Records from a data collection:
-- start --

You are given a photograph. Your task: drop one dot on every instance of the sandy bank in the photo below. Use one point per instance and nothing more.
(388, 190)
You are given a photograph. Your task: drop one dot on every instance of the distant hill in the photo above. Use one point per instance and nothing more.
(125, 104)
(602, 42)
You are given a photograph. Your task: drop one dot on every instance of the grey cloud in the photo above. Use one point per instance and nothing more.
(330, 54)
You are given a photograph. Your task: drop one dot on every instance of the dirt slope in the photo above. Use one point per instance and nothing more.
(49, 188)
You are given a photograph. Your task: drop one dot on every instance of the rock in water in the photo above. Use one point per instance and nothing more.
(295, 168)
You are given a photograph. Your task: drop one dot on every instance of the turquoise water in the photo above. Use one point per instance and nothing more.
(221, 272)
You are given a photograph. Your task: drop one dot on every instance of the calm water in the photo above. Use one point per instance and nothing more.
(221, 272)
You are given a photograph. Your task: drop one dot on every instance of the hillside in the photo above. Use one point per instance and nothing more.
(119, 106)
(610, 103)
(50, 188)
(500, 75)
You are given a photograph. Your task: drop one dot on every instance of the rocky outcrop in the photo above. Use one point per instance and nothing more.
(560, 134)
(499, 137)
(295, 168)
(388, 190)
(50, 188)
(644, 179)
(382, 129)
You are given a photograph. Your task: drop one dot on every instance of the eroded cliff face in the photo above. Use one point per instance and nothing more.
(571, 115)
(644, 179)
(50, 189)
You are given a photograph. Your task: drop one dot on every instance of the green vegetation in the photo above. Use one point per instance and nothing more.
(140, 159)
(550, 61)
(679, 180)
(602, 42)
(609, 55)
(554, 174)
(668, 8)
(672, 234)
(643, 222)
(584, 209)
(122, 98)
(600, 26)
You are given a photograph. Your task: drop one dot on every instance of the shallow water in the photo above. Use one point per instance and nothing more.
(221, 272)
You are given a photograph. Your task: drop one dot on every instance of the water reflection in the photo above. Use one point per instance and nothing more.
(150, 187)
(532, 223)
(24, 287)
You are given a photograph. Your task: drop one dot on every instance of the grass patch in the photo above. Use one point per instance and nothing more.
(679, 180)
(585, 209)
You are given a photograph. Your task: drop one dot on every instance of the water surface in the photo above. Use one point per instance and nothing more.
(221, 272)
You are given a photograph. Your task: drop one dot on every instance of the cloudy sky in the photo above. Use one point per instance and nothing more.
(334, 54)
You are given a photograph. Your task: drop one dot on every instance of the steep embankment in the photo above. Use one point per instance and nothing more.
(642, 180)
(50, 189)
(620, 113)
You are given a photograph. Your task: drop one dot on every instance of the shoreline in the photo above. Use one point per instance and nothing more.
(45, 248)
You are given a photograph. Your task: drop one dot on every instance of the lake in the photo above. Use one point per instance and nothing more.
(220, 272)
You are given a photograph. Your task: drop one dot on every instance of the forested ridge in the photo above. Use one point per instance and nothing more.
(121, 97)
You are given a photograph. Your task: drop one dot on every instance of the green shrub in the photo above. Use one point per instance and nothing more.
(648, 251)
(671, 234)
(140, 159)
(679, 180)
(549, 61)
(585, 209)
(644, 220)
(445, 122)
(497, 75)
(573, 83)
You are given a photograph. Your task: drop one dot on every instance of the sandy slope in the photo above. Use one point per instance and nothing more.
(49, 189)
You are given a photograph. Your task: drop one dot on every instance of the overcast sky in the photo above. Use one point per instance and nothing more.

-- end --

GOAL:
Edit the data above so that each occurrence of "drop one dot" reads "place a single point". Leave every other part untouched.

WRITTEN ANSWER:
You are given a photograph. Your task: place a single point on every instance of the sandy bank in the photo below. Use one point per instance and nothing more.
(388, 190)
You are given a photograph. Your task: place a single point on every instance of the distant hill in the photo above. Use one point per instance and nothing more.
(125, 104)
(602, 42)
You are given a photograph. Your task: place a single point on every instance of the grey cloud in the photo above. Use one point per instance and nothing more.
(330, 54)
You are given a photograph. Your task: place a single point on every instance of the dirt slope in the photo above. Use one point per instance and nothing more.
(49, 188)
You are given a photograph. Your task: place a single point on every instance of the rock in water in the photo above. Use one point per instance and nothing more.
(295, 168)
You are given a photograph. Your task: place a single point on every instance of the turquoise water in the photo above. Use one point per instance and nothing more.
(221, 272)
You are given a photograph. Your task: place a single point on every instance of the calm water in the photo above. Use one point per instance and nothing more.
(221, 272)
You are given a photograph. Your task: place a single point on every instance of the hillside in the photo above. Use one point per instance and nothing more.
(119, 106)
(610, 103)
(50, 188)
(500, 75)
You are given a photograph. Your task: place a single point on every instance of the rocky outcrop in the photo above. Use one point per instance and nothing more.
(560, 134)
(499, 137)
(295, 168)
(388, 190)
(50, 188)
(644, 179)
(382, 129)
You are given a photograph. Your task: place a single point on every instance of the eroded cliff face in the photo above. Use one point per instance and nothing more.
(571, 115)
(644, 179)
(50, 189)
You are given a photograph. Your task: place a single point on every instance of the green vegetation in the photo above. Use one point per instance and nothing more.
(140, 159)
(550, 61)
(679, 180)
(602, 42)
(609, 55)
(554, 174)
(668, 8)
(672, 234)
(643, 222)
(584, 209)
(122, 98)
(600, 26)
You are given a photograph. Your task: place a single point on every instance of the shallow water in the photo above. Use one point per instance and nothing more.
(221, 272)
You are given a photograph. Your task: place a single point on every instance of the water reflection in the photo above. Use one point per instance and nothing more.
(150, 187)
(532, 223)
(24, 287)
You are given a photograph. Your task: place a single point on every instance of the grass patch in the photo above. Use one point per instance and nothing more.
(679, 180)
(585, 209)
You are given a photograph. Your task: place a single point on every instance of the water surface in the photo above. Use one point per instance and nothing more.
(221, 272)
You are given a photograph. Your task: place a single point on every instance of the cloudy sky in the photo above. Use one point per instance and nothing more.
(334, 54)
You are given a photograph. Your task: place a single point on every instance of the steep embankment in the photo above. Use one point per instance and nothing more.
(642, 180)
(50, 189)
(620, 113)
You are given a photograph. Your task: place a single point on every instance of the shoreline in the photo above. Use one point per instance and nothing more.
(45, 248)
You are given a photograph. Your task: place a single point on every instance of the lake in the photo above. Use one point per instance and nothing more.
(220, 272)
You are given a photograph. Your task: place a single point on every instance of the forested ridge in the photo above. Use one point per instance and nothing more.
(121, 97)
You are given a photograph. Your task: place a single point on every instance of the green shrub in the photo above. Use one point per instance and nothing more.
(648, 251)
(671, 234)
(140, 159)
(679, 180)
(549, 61)
(585, 209)
(644, 220)
(445, 122)
(497, 75)
(573, 83)
You are given a photograph. Your task: place a single point on every instance of the sandy slope in the photo above. Use one point per instance and nothing more.
(49, 189)
You are given a photograph. Your task: place a single point on every instance of the overcast sky in the photo above. Use one point per instance and nothing more.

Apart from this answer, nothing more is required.